#### What this task involves:
Repeat each record below exactly as it is written.

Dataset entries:
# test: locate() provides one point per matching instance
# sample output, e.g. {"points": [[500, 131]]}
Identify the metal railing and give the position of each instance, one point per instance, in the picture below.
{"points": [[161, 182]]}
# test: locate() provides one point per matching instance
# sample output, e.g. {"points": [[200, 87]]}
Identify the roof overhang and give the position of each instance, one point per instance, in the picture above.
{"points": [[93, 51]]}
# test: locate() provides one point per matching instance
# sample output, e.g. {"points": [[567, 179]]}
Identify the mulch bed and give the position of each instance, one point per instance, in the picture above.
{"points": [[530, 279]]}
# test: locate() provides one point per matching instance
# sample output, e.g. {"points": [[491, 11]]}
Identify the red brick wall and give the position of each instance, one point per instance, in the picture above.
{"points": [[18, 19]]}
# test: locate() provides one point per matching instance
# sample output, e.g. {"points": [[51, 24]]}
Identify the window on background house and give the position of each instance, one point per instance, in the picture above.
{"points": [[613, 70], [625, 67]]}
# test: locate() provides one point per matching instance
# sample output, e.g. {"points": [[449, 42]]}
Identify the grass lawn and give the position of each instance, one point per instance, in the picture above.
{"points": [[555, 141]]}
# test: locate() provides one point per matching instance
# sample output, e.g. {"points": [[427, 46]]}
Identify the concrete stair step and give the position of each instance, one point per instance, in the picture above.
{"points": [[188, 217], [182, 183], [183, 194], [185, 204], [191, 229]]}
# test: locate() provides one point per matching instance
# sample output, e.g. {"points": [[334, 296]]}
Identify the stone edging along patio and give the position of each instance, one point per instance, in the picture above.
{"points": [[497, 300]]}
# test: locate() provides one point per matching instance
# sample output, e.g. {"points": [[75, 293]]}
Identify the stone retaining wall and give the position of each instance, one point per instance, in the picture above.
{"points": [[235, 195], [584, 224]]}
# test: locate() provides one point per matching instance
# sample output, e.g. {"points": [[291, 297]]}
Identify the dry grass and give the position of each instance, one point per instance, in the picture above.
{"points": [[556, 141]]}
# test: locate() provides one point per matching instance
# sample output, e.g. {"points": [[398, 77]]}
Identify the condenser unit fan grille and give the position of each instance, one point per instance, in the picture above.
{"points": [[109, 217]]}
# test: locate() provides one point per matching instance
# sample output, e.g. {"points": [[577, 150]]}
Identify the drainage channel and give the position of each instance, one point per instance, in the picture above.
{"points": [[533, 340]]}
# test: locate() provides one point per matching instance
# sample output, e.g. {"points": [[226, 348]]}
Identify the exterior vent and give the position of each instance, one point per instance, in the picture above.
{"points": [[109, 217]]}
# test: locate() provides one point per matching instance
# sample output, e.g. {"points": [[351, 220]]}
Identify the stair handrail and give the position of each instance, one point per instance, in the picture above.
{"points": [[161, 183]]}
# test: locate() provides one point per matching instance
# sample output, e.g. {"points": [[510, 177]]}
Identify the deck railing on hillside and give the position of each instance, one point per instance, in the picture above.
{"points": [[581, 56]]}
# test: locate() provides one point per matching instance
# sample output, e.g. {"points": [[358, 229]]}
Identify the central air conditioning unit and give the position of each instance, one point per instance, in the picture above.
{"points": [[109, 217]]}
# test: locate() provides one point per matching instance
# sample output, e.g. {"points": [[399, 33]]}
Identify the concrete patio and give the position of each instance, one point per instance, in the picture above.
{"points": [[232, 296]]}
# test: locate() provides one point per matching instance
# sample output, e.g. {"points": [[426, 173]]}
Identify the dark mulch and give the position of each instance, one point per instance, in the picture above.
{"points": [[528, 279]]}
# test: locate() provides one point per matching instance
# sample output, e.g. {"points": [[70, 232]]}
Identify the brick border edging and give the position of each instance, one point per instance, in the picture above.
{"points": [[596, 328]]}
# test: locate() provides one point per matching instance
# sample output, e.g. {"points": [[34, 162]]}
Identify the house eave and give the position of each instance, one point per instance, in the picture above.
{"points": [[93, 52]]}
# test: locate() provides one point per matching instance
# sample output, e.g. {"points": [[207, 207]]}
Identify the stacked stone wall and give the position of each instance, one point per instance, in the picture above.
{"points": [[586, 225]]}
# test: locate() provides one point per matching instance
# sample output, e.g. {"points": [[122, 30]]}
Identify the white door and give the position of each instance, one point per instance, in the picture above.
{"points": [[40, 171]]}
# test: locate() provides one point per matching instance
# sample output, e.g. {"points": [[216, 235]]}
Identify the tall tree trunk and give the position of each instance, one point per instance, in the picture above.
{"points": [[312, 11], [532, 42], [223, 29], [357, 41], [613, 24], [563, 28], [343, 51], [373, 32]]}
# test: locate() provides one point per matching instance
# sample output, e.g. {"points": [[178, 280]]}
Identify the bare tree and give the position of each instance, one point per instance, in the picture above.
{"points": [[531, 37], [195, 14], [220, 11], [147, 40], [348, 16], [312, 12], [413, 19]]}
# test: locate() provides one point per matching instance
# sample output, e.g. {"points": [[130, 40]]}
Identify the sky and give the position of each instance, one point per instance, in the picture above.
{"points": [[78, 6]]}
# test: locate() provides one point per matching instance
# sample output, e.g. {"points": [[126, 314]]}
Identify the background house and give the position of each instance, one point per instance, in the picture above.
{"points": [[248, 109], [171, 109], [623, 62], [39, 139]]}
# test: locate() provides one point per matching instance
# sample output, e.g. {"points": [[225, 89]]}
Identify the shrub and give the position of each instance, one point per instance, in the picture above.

#### Answer space:
# test: locate() provides one point per matching instance
# sample output, e.g. {"points": [[500, 131]]}
Identify the metal railing and give the position of each instance, one point per instance, in the picture below.
{"points": [[161, 182]]}
# test: locate() provides one point per matching instance
# sample output, e.g. {"points": [[200, 87]]}
Identify the roof overhang and give the position of each instance, one point per instance, in the picture above.
{"points": [[93, 51]]}
# test: locate() provides one point per matching instance
# sample output, e.g. {"points": [[567, 179]]}
Identify the mulch bed and give the position of each instance, one point per instance, in the picture above.
{"points": [[530, 279]]}
# test: locate() provides one point per matching instance
# sample output, e.g. {"points": [[491, 11]]}
Identify the red brick wall and give the position of each instance, one point per instance, in the picture above.
{"points": [[18, 19]]}
# test: locate() provides one point per matching instance
# sample output, e.g. {"points": [[51, 24]]}
Identify the window on background house and give the position of each instance, one point per instance, in the picture above.
{"points": [[613, 70], [625, 67]]}
# test: locate() provides one point per matching instance
# sample output, e.g. {"points": [[449, 42]]}
Identify the grass lawn and give the position of each instance, one point per instance, in the picture above.
{"points": [[555, 141]]}
# test: locate() provides one point per matching instance
# sample output, e.g. {"points": [[427, 46]]}
Identify the concrete stair step and give the position of each instance, one point per instance, in the picture above.
{"points": [[188, 217], [182, 183], [183, 194], [185, 204], [191, 229]]}
# test: locate() provides one point per matching instance
# sample output, e.g. {"points": [[334, 296]]}
Identify the stone edging along patio and give the position of each instance, one point per instance, in the picture above.
{"points": [[497, 300]]}
# test: locate() provides one point per matching instance
# sample output, e.g. {"points": [[75, 293]]}
Identify the stone retaining wall and give the position of each instance, one point per instance, in the picture above.
{"points": [[235, 195], [584, 224]]}
# test: locate() provides one point per matching instance
# sample output, e.g. {"points": [[291, 297]]}
Identify the dry grass and give the position of each instance, one point per instance, in the picture above.
{"points": [[556, 141]]}
# test: locate() provides one point per matching instance
# sample output, e.g. {"points": [[398, 77]]}
Identify the condenser unit fan grille and give the position of each instance, one point per instance, in the picture above.
{"points": [[109, 217]]}
# test: locate() provides one point per matching instance
# sample output, e.g. {"points": [[577, 150]]}
Identify the drainage channel and give the position of each instance, one point per instance, in the picture above.
{"points": [[533, 340]]}
# test: locate() provides one point per matching instance
# sample output, e.g. {"points": [[226, 348]]}
Identify the exterior vent and give the position of each instance, one point per instance, in the picture above.
{"points": [[109, 217]]}
# test: locate() provides one point per matching instance
# sample output, e.g. {"points": [[351, 220]]}
Identify the stair handrail and give the position of each instance, one point per instance, in the picture above.
{"points": [[161, 183]]}
# test: locate() provides one point per matching instance
# sample output, e.g. {"points": [[510, 177]]}
Identify the deck railing on hillside and give the position of each instance, one point per instance, in the picture above.
{"points": [[581, 56]]}
# test: locate() provides one point per matching instance
# sample output, e.g. {"points": [[358, 229]]}
Identify the central air conditioning unit and give the position of each instance, one point per instance, in the picture above.
{"points": [[109, 217]]}
# test: locate() provides one point per matching instance
# sample output, e.g. {"points": [[399, 33]]}
Identify the concrete patio and give the position of each instance, one point per instance, in the picture above.
{"points": [[232, 296]]}
# test: locate() provides one point per matching instance
# sample output, e.g. {"points": [[426, 173]]}
Identify the dark mulch and give the position of each instance, one point per instance, in the picture above.
{"points": [[528, 279]]}
# test: locate() provides one point per matching instance
# sample output, e.g. {"points": [[70, 232]]}
Identify the brick border edging and give the position of each instance, one point per instance, in the picture above.
{"points": [[596, 328]]}
# test: locate() provides one point per matching instance
# sample output, e.g. {"points": [[34, 162]]}
Identify the house eave and give the position of each instance, one point per instance, in the picture above.
{"points": [[93, 52]]}
# test: locate() provides one point per matching instance
# sample output, e.g. {"points": [[207, 207]]}
Identify the stacked stone wall and give the position of each instance, one point per instance, in the picture above.
{"points": [[586, 225]]}
# test: locate() provides one point per matching instance
# sample output, e.g. {"points": [[122, 30]]}
Identify the white door and give the position of each instance, one point per instance, in the picture above.
{"points": [[40, 171]]}
# test: locate() provides one point per matching instance
# sample output, e.g. {"points": [[216, 235]]}
Identify the tall tree trunk and give the position of each instance, one point per instance, in the picture above.
{"points": [[312, 11], [532, 42], [223, 29], [357, 41], [613, 24], [563, 28], [343, 51], [373, 32]]}
# test: locate() provides one point per matching instance
# sample output, e.g. {"points": [[178, 280]]}
Identify the bare tree and give the position of each instance, one point per instance, in the picture above.
{"points": [[531, 37], [195, 14], [220, 11], [147, 40], [348, 16], [312, 12], [413, 19]]}
# test: locate() provides one point per matching instance
# sample output, e.g. {"points": [[130, 40]]}
Identify the sky and give the position of each instance, one point per instance, in the picture above.
{"points": [[78, 6]]}
# test: locate() provides one point per matching instance
# sample output, e.g. {"points": [[126, 314]]}
Identify the background house and give the position of each instance, one point per instance, in the picture above.
{"points": [[248, 109], [171, 109], [623, 62], [39, 139]]}
# test: locate() provides one point per matching instance
# sample output, e.g. {"points": [[225, 89]]}
Identify the shrub and give the position of each instance, one point per instance, in the picture above.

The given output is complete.